START Exercise input

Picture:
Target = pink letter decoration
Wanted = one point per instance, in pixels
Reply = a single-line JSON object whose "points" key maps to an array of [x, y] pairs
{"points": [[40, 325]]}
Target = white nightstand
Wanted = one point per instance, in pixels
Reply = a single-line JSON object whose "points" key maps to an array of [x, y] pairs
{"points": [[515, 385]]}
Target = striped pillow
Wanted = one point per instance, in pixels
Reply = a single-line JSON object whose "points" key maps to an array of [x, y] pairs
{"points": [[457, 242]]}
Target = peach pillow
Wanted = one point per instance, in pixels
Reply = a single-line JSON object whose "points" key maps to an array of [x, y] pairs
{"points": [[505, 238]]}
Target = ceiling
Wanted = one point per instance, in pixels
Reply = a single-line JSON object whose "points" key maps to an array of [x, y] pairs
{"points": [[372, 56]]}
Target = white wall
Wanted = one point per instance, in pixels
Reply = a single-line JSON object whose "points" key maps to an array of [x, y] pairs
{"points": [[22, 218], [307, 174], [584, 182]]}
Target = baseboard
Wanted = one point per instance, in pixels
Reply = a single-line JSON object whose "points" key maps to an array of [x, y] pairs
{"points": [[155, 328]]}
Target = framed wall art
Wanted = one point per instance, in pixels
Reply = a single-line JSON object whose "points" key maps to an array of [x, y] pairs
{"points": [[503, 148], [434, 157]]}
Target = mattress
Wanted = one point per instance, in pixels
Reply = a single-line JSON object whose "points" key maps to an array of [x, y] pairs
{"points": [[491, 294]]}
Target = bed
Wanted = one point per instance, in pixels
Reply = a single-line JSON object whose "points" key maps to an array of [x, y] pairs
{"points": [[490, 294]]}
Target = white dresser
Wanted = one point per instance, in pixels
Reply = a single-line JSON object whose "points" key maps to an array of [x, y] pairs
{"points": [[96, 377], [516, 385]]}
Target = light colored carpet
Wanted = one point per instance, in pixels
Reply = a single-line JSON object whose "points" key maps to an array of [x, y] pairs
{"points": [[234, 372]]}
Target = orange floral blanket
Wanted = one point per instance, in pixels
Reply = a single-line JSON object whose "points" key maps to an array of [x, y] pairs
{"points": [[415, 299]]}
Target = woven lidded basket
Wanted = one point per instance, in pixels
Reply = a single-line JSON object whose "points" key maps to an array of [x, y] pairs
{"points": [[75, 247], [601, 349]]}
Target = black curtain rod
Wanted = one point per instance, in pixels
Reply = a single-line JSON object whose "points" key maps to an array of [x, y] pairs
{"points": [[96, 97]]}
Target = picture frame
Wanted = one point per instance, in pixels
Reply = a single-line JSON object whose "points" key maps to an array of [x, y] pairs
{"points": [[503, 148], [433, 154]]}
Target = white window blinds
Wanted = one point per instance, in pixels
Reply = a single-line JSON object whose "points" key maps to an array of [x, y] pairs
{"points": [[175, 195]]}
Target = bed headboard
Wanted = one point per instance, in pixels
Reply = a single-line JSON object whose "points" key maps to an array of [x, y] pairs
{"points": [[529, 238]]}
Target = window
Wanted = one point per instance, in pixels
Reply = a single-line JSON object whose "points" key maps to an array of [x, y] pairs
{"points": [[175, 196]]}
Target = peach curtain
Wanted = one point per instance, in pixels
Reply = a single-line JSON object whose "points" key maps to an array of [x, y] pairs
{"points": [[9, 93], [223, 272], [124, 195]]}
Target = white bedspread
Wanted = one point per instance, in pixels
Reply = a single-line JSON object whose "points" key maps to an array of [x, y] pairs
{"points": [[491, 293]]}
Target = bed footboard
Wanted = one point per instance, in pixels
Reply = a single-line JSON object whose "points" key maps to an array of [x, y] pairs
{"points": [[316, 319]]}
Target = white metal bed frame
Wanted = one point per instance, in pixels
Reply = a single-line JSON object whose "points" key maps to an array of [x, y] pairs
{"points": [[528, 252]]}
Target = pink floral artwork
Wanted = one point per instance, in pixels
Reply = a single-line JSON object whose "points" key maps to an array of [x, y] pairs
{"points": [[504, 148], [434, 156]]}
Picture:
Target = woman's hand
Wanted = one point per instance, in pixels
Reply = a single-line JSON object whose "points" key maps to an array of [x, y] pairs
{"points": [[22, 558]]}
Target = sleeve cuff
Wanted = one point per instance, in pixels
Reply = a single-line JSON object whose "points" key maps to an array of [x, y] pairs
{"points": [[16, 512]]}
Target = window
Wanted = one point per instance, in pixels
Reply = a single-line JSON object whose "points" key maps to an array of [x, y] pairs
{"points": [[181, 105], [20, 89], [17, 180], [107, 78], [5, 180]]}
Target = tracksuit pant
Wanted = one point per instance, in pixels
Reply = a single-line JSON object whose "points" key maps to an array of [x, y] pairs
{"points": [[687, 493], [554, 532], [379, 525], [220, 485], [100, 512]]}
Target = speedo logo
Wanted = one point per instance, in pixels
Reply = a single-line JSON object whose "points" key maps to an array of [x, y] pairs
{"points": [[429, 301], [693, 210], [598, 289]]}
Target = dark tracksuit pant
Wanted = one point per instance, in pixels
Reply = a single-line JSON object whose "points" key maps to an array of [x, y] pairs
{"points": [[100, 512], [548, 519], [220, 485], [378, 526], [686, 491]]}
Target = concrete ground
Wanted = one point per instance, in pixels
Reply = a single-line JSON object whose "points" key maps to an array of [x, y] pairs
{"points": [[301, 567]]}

END Exercise input

- Work instruction -
Each record shown above must be reproduced exactly.

- Output of the task -
Picture:
Target = pink letter decoration
Wanted = one point per instance, in pixels
Reply = a single-line JSON object whose "points" key maps to an array of [x, y] pairs
{"points": [[40, 325]]}
Target = white nightstand
Wanted = one point per instance, in pixels
Reply = a single-line JSON object whose "points" key maps to an array of [x, y] pairs
{"points": [[515, 385]]}
Target = striped pillow
Wanted = one point per instance, in pixels
Reply = a single-line JSON object whose "points" key maps to an array of [x, y] pairs
{"points": [[457, 242]]}
Target = peach pillow
Wanted = one point per instance, in pixels
Reply = a single-line JSON object whose "points" key maps to an array of [x, y] pairs
{"points": [[505, 238]]}
Target = ceiling
Wanted = one point per instance, in pixels
Reply = a single-line JSON object whose "points" key maps to an array of [x, y] pairs
{"points": [[372, 56]]}
Target = white wall
Wanted = one point per instance, in pixels
Reply = a single-line JSON object whose "points" key maps to an array of [x, y] pairs
{"points": [[22, 218], [307, 174], [584, 182]]}
Target = baseboard
Wanted = one point per instance, in pixels
Reply = a single-line JSON object whose "points" key maps to an array of [x, y] pairs
{"points": [[155, 328]]}
Target = framed wall art
Wanted = one point per instance, in pixels
Reply = a single-line JSON object whose "points" key maps to an array of [x, y] pairs
{"points": [[503, 148], [434, 157]]}
Target = mattress
Wanted = one point per instance, in pixels
Reply = a single-line JSON object whose "points" key maps to an array of [x, y] pairs
{"points": [[491, 294]]}
Target = bed
Wanted = one point per instance, in pixels
Reply = a single-line JSON object whose "points" key maps to an array of [x, y] pairs
{"points": [[490, 294]]}
Target = white dresser
Wanted = one point per instance, in pixels
Reply = a single-line JSON object whose "points" key maps to an array of [x, y] pairs
{"points": [[96, 377], [516, 385]]}
Target = light colored carpet
Wanted = one point per instance, in pixels
Reply = a single-line JSON object whose "points" key maps to an array of [x, y] pairs
{"points": [[234, 372]]}
Target = orange floral blanket
Wanted = one point per instance, in pixels
Reply = a single-line JSON object whose "points" key maps to an array of [x, y] pairs
{"points": [[415, 299]]}
Target = woven lidded basket
Wanted = one point per instance, in pixels
Reply = a single-line JSON object whose "points" key maps to an array of [x, y] pairs
{"points": [[75, 247], [601, 349]]}
Target = black curtain rod
Wanted = one point per instance, in pixels
Reply = a single-line JSON object whose "points" key maps to an array of [x, y] pairs
{"points": [[96, 97]]}
Target = picture frame
Wanted = one point per instance, in pixels
Reply = a single-line JSON object whose "points" key maps to an array of [x, y] pairs
{"points": [[503, 148], [433, 154]]}
Target = white window blinds
Wanted = one point per instance, in pixels
Reply = a single-line JSON object whose "points" key maps to an array of [x, y] pairs
{"points": [[175, 195]]}
Target = bed headboard
Wanted = one point per instance, in pixels
Reply = a single-line JSON object whose "points" key maps to an array of [x, y] pairs
{"points": [[529, 238]]}
Target = window
Wanted = one point per instance, in pixels
Reply = a single-line JSON object whose "points" key maps to an array of [x, y] pairs
{"points": [[175, 196]]}
Target = peach curtain
Wanted = one point per instance, in pixels
Reply = a single-line JSON object whose "points" key maps to an array of [x, y] pairs
{"points": [[9, 93], [223, 272], [124, 195]]}
Target = white bedspread
Wanted = one point per instance, in pixels
Reply = a single-line JSON object whose "points" key maps to an array of [x, y] pairs
{"points": [[491, 293]]}
Target = bed footboard
Wanted = one point per instance, in pixels
Reply = a single-line JSON object whose "points" key maps to an array of [x, y] pairs
{"points": [[316, 319]]}
Target = white metal bed frame
Wanted = one point per instance, in pixels
Reply = a single-line JSON object whose "points" key maps to an array of [x, y] pairs
{"points": [[528, 252]]}
Target = pink floral artwork
Wanted = one point per instance, in pixels
Reply = a single-line JSON object whose "points" key maps to an array of [x, y] pairs
{"points": [[504, 148], [434, 156]]}
Picture:
Target = woman's hand
Wanted = one point per instance, in pixels
Reply = a single-line JSON object whose "points" key maps to an array of [x, y] pairs
{"points": [[22, 558]]}
Target = sleeve cuff
Wanted = one point per instance, in pixels
Reply = a single-line JSON object whose "points" key maps to an array of [x, y] pairs
{"points": [[16, 512]]}
Target = window
Wanted = one point per instance, in pixels
Reply = a single-line JSON object whose "points" key maps to an array of [x, y] pairs
{"points": [[181, 105], [20, 89], [17, 180], [107, 78], [5, 180]]}
Target = tracksuit pant
Wanted = one point per instance, in pixels
Reply = a single-line JSON object whose "points" key maps to an array of [x, y] pairs
{"points": [[687, 493], [554, 532], [379, 525], [220, 485], [100, 512]]}
Target = speedo logo
Wanted = one point per instance, in pixels
Reply = a single-line JSON object whose "points" key maps to an array of [x, y] pairs
{"points": [[429, 301], [693, 210], [598, 289]]}
Target = dark tracksuit pant
Wanted = one point per instance, in pixels
Reply = a single-line JSON object whose "points" key maps to an array of [x, y] pairs
{"points": [[100, 512], [548, 519], [220, 485], [378, 526], [686, 491]]}
Target = concrete ground
Wanted = one point per instance, in pixels
Reply = a single-line JSON object whose "points" key maps to an array of [x, y] pairs
{"points": [[301, 567]]}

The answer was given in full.